# Information provided

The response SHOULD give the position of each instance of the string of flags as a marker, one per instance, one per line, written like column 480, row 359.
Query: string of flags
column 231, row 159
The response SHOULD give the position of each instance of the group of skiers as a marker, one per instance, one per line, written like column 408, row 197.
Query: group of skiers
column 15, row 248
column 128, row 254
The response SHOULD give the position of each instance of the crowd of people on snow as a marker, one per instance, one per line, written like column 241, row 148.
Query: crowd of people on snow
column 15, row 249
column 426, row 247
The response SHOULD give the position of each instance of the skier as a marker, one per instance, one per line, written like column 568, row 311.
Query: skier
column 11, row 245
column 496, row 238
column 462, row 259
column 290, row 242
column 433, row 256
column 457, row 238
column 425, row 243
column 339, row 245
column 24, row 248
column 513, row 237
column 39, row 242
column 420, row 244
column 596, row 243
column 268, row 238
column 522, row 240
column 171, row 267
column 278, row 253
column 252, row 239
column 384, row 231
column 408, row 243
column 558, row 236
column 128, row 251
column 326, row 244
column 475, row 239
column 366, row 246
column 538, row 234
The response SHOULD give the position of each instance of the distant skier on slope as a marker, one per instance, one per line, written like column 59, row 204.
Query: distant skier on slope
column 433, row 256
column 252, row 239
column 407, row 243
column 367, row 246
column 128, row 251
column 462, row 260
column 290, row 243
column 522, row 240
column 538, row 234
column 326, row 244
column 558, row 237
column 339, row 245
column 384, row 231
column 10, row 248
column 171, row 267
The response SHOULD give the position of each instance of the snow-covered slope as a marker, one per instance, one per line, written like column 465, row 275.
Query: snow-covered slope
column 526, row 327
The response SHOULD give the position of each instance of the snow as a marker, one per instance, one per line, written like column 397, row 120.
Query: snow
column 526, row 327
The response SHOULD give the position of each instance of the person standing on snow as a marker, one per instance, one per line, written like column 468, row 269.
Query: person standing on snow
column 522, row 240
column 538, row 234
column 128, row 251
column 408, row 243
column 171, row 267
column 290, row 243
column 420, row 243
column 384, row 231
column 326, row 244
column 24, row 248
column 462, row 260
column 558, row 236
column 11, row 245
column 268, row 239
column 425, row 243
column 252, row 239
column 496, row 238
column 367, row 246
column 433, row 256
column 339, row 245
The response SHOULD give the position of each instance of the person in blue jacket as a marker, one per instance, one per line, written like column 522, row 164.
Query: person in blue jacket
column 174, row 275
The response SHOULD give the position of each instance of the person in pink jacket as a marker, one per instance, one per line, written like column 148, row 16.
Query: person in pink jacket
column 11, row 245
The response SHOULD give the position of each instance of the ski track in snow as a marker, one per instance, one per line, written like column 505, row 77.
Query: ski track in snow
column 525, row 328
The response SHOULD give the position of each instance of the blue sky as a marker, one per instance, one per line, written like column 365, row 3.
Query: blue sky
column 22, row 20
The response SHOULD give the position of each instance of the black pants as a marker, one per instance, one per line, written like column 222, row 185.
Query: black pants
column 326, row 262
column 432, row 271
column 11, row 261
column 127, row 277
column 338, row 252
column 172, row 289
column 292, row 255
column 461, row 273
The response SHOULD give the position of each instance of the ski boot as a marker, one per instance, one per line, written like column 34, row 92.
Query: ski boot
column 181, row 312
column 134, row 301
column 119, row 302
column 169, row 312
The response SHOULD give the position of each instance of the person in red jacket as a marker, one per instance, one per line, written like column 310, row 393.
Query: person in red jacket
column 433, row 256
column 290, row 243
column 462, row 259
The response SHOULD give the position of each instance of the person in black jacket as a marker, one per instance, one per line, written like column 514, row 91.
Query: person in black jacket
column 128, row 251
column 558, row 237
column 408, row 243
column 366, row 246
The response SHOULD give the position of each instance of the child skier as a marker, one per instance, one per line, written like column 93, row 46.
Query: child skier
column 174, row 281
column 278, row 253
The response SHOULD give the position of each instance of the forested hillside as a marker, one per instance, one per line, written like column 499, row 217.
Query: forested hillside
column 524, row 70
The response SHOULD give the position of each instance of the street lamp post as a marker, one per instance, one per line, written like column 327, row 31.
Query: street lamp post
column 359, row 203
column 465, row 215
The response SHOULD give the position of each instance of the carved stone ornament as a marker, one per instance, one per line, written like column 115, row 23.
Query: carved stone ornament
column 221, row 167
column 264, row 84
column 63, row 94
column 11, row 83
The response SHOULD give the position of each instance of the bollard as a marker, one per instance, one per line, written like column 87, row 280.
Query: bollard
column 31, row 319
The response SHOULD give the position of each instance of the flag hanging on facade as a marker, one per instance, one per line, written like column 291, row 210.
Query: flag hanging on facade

# What the task asks
Reproduce, exactly and with nothing added, the lines from the one that includes "Query: forested hillside" through the last line of the material.

# Task answer
Query: forested hillside
column 524, row 70
The response SHOULD give the position of each instance of the street lamp post as a marker, one per instance, one per line, written like column 327, row 31.
Query: street lamp post
column 359, row 203
column 465, row 215
The response SHOULD give the position of each instance of the carved stone ornament as a marker, one per instance, one per line, written like column 115, row 23.
Query: carved stone ornament
column 221, row 167
column 264, row 84
column 63, row 94
column 11, row 83
The response SHOULD give the position of each instance of the bollard as a marker, one per instance, one per line, written like column 87, row 280.
Query: bollard
column 31, row 319
The response SHOULD give the position of each instance of the flag hanging on facade as a marker, one per instance, one per line, written like column 291, row 210.
Query: flag hanging on facade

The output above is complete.